##### DATA LISTING

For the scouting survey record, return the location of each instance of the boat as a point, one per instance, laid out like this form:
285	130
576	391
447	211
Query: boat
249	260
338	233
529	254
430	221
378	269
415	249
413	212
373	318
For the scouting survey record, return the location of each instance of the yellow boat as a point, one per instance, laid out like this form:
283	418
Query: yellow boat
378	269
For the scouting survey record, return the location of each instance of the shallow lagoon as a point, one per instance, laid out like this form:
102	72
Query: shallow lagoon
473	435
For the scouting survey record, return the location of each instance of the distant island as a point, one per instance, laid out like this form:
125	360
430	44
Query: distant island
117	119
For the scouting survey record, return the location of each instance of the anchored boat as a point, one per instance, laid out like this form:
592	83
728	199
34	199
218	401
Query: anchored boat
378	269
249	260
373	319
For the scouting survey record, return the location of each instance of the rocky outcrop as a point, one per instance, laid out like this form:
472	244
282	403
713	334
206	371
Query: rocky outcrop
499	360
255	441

##########

Copy all the rows above word for word, keeping every line and number exactly as it appears.

For the scouting survey record, return the location of each instance of the boat as a point, one per instance, laid out like this form:
285	130
576	391
447	211
Query: boat
249	260
338	233
529	254
430	221
378	269
415	249
413	212
373	318
For the scouting survey record, return the location of each instance of the yellow boat as a point, one per instance, laid out like this form:
283	418
Query: yellow boat
378	269
For the scouting survey record, return the location of each instance of the shallow lagoon as a point, one per instance, laid out like this form:
102	72
Query: shallow lagoon
473	435
For the scouting survey record, return the location of each instance of the distant island as a point, one per instance, laid out like this form:
125	360
430	44
Query: distant island
117	119
For the scouting survey record, return the location of each instance of the anchored boat as a point, one per instance, laid out like this form:
592	83
728	199
34	199
218	401
Query: anchored boat
378	269
249	260
373	319
For the scouting survey record, return the location of each instance of the rocky outcrop as a point, one per instance, laid out like this form:
472	244
282	403
713	334
206	371
Query: rocky outcrop
499	360
255	441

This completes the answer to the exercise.